Excerpt:
Step-by-Step: Using AgentEvalTestBase

For the best experience, inherit from AgentEvalTestBase:

Step 1: Create Your Test Class

using AgentEval.Output;
using AgentEval.Models;
using Xunit;
using Xunit.Abstractions;

public class MyAgentTests : AgentEvalTestBase, IDisposable
{
    public MyAgentTests(ITestOutputHelper output) 
        : base(new XUnitTextWriter(output))
    {
        // Optional: Enable trace saving for ALL tests (not just failures)
        // SaveTracesForAllTests = true;
    }

    [Fact]
    public async Task MyAgent_HandlesQuery_Successfully()
    {
        // Arrange
        var agent = new MyAgent();
        
        // Act
        var response = await agent.ExecuteAsync("Book a flight to Paris");
        
        // Assert & Record
        var result = CreateResult("MyAgent_HandlesQuery")
            .WithOutput(response)
            .WithToolCall("SearchFlights", "call_1", 
                new Dictionary<string, object?> { ["destination"] = "Paris" },
                "[{\"flightId\": \"AF123\"}]")
            .WithToolCall("BookFlight", "call_2")
            .WithTokens(inputTokens: 100, outputTokens: 50)
            .WithCost(0.0025m)
            .Passed(score: 95)
            .Build();
        
        RecordResult(result);
        
        // Traditional assertions still work
        Assert.Contains("Paris", response);
    }
}

Step 2: Create XUnitTextWriter Helper

Since AgentEvalTestBase uses TextWriter (to avoid xUnit dependency in the main library), you need a simple adapter:

using System.Text;
using Xunit.Abstractions;

public class XUnitTextWriter : TextWriter
{
    private readonly ITestOutputHelper _output;
    private readonly StringBuilder _buffer = new();
    
    public XUnitTextWriter(ITestOutputHelper output) => _output = output;
    
    public override Encoding Encoding => Encoding.UTF8;
    
    public override void Write(char value) => _buffer.Append(value);
    
    public override void WriteLine(string? value)
    {
        if (_buffer.Length > 0)
        {
            _output.WriteLine(_buffer.ToString() + value);
            _buffer.Clear();
        }
        else
        {
            _output.WriteLine(value ?? string.Empty);
        }
    }
    
    public override void Flush()
    {
        if (_buffer.Length > 0)

Data:
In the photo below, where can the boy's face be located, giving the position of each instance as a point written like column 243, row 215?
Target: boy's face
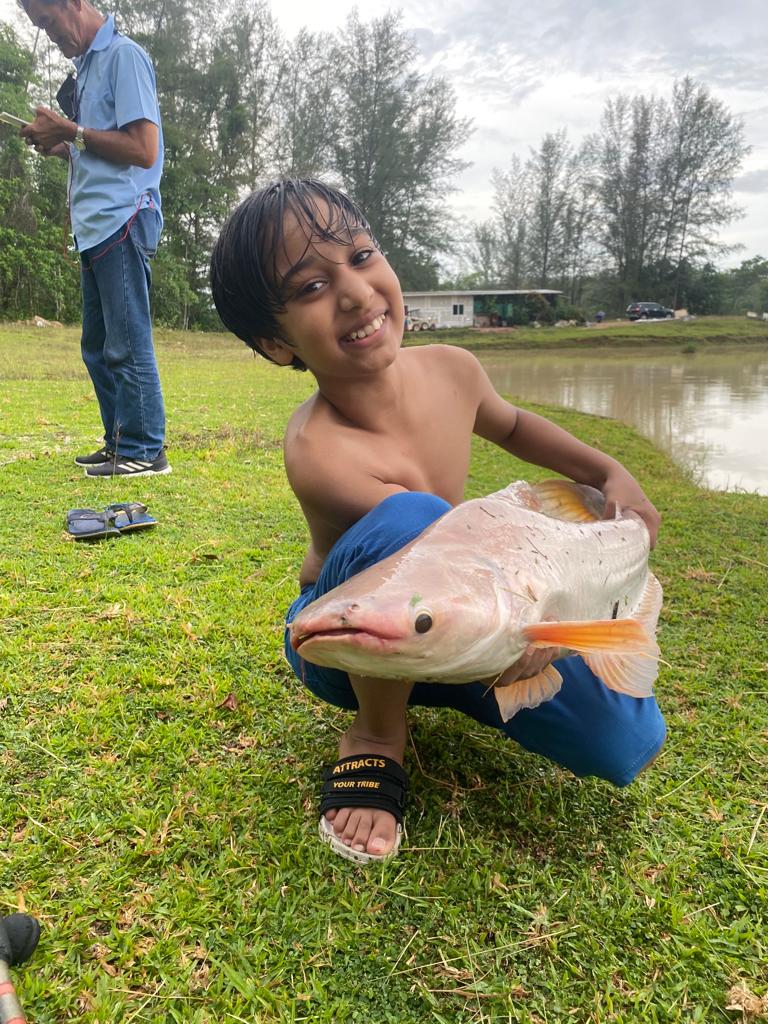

What to work on:
a - In the AgentEvalTestBase walkthrough, why does AgentEvalTestBase use TextWriter?
b - List every namespace imported with a using directive in the Step 1 code of the AgentEvalTestBase walkthrough.

Replies:
a - To avoid an xUnit dependency in the main library.

b - AgentEval.Output, AgentEval.Models, Xunit, Xunit.Abstractions